• TEXT SECTION
The aim of this portfolio is to introduce a set of tools that I have developed for the assessment of Core Goal 4.2 in the context of two history courses I teach on China. My first experiment with this tool was in my HIST 394 class (Made in China: Chinese Business History) in the Spring 2017. In Spring 2018 I refined the tool and used it in HIST 397 (From Mao to Now: China’s Red Revolution).

Course topics and goals

HIST 394 and HIST 397 are both mid-level history courses on modern China. Students may be majoring in History or East Asian Languages and Cultures, but both courses also tend to draw students from various other majors including Political Science, Economics, Global and International Studies, Journalism, and Business. For most students in both classes, these are their first courses on China. Both are elective courses that can be used to satisfy HIST or EALC major requirements. Some students enroll in the classes because they satisfy Core Goal 4.2, but I do not know how many of them use it for that purpose.

All of the content of both courses is other-culture material. HIST 394 (Made in China: Chinese Business History) examines the development of business culture in China since 1900, looking particularly at how it has transformed and adapted in response to China’s own changing political environment, as well as China’s changing engagement with the West and Japan. Readings include cases of Western businesses in China and Chinese businesses in both China and the West. HIST 397 (From Mao to Now: China’s Red Revolution) is on the development and evolution of Maoism/Communism in China. The course introduces students to the history of Communism in modern China but also encourages them also to explore how Chinese communist thought has appealed to audiences outside of China.

[Dataset extracts with box labels]

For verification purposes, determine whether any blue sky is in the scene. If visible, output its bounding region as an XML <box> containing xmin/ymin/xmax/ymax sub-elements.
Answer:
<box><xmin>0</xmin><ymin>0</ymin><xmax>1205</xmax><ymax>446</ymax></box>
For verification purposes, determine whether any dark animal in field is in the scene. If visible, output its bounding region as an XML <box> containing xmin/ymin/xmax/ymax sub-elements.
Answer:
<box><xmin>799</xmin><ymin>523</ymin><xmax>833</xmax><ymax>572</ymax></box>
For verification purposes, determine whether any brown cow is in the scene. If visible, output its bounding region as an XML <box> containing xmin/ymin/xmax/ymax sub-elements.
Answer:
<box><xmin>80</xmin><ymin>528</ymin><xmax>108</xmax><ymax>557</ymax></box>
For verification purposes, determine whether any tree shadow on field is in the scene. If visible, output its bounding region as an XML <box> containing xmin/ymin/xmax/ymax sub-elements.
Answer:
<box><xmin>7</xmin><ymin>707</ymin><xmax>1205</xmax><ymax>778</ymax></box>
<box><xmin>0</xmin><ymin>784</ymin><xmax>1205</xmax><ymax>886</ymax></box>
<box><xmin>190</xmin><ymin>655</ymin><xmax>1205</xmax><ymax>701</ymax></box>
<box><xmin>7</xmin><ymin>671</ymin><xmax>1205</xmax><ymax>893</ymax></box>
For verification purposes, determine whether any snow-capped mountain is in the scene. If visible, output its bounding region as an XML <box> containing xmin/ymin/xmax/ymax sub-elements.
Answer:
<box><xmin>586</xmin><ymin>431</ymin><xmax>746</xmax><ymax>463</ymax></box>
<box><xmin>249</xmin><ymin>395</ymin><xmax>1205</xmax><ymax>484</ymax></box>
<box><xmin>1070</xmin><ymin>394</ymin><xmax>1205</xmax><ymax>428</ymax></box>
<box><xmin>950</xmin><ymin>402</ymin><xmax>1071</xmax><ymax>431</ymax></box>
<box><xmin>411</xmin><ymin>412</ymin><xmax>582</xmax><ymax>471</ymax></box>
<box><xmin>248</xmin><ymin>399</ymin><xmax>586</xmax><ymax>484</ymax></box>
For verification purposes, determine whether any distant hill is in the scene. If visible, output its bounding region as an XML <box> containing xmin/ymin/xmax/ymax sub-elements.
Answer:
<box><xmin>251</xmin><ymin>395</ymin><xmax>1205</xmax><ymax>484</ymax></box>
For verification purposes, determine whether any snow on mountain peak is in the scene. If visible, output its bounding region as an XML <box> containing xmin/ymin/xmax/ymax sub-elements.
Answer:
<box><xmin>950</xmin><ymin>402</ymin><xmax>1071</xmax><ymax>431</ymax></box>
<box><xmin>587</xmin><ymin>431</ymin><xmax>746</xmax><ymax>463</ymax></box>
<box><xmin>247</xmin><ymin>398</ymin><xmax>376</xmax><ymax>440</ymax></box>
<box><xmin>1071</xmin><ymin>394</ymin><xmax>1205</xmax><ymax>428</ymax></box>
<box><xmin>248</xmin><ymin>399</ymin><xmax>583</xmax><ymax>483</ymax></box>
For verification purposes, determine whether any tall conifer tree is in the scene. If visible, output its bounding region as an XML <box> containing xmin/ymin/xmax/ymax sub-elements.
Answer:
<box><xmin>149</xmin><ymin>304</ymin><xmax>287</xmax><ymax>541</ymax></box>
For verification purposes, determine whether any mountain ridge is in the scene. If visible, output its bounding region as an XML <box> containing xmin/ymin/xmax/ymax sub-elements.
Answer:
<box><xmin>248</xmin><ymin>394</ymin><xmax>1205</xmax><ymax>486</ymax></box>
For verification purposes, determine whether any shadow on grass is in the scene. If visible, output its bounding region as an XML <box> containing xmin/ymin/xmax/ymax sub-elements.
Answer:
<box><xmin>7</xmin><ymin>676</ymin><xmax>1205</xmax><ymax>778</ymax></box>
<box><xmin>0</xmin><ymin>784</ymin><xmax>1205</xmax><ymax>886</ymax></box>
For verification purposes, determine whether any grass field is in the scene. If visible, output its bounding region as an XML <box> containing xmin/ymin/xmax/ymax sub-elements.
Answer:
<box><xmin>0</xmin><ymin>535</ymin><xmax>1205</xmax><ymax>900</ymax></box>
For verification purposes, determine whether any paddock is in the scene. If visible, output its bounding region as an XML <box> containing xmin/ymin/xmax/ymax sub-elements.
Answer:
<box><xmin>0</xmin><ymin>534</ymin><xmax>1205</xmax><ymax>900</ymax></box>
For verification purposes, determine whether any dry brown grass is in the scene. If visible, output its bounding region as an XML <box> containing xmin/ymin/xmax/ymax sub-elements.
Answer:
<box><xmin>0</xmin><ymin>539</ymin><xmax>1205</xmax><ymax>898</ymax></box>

• EXERCISE A
Translate this sentence from the teaching portfolio into Spanish: "For most students in both classes, these are their first courses on China."
• EXERCISE B
In the teaching portfolio, which course and semester saw the first try of the assessment tool?
• EXERCISE C
Carry on the teaching portfolio from the point where it stops.

• FINAL RESULT A
Para la mayoría de los estudiantes de ambas clases, estos son sus primeros cursos sobre China.

• FINAL RESULT B
HIST 394 (Made in China: Chinese Business History), in Spring 2017.

• FINAL RESULT C
For both courses, my goals include helping students to learn to think and write “like a historian” by using critical thinking as well as analytical and evidence-based argumentation skills. In addition, both courses aim to help students develop other-culture knowledge that will assist them with cultural competency regarding China, as well as a greater awareness of differences and similarities across cultures so that they are better equipped to engage with people from other backgrounds.

What Core Goal 4.2 means in these courses

Core Goal 4.2 requires that a course raise student awareness of, engagement with, and analysis of various elements of other-cultural understanding of communities outside the United States. For these courses, “other culture” means China. However, it is important to recognize that China does not have a single or monolithic culture, and Chinese actors operate in their own individual contexts just as anyone else does. These are points that I try to help students understand.

I define “cultural competency” as the capacity to understand the context for the actions of someone from another culture, to suspend judgment in evaluation of those actions, and to show empathy for those actions. All of the readings for these courses are on China and are thus “other cultural.” I do not assign readings that are explicitly about cultural competency (that is, readings by scholars in fields such as education who write on the topic of cultural competency), because there is no logic to assigning such works in my class. However, my approach to helping students develop their own cultural competency skills is informed by my familiarity with this literature and with intercultural training programs and assessment strategies that have been designed by various other universities and educational entities.

Assessing cultural competency

All of the assessments for both of these courses measure student learning about the other culture, but I designed most of them either to tell me if students were learning content or to help students develop the skills that are important to my discipline; therefore, I do not want to rework them to add a cultural competency assessment dimension. Although I regularly encourage students to make explicit cross-cultural comparisons and connections in their online or in-class discussions, it can be challenging to assess student learning as demonstrated in discussions. For these reasons, I felt that the best approach to assessing the cultural-competency learning that my students do in these classes was to add a new assessment.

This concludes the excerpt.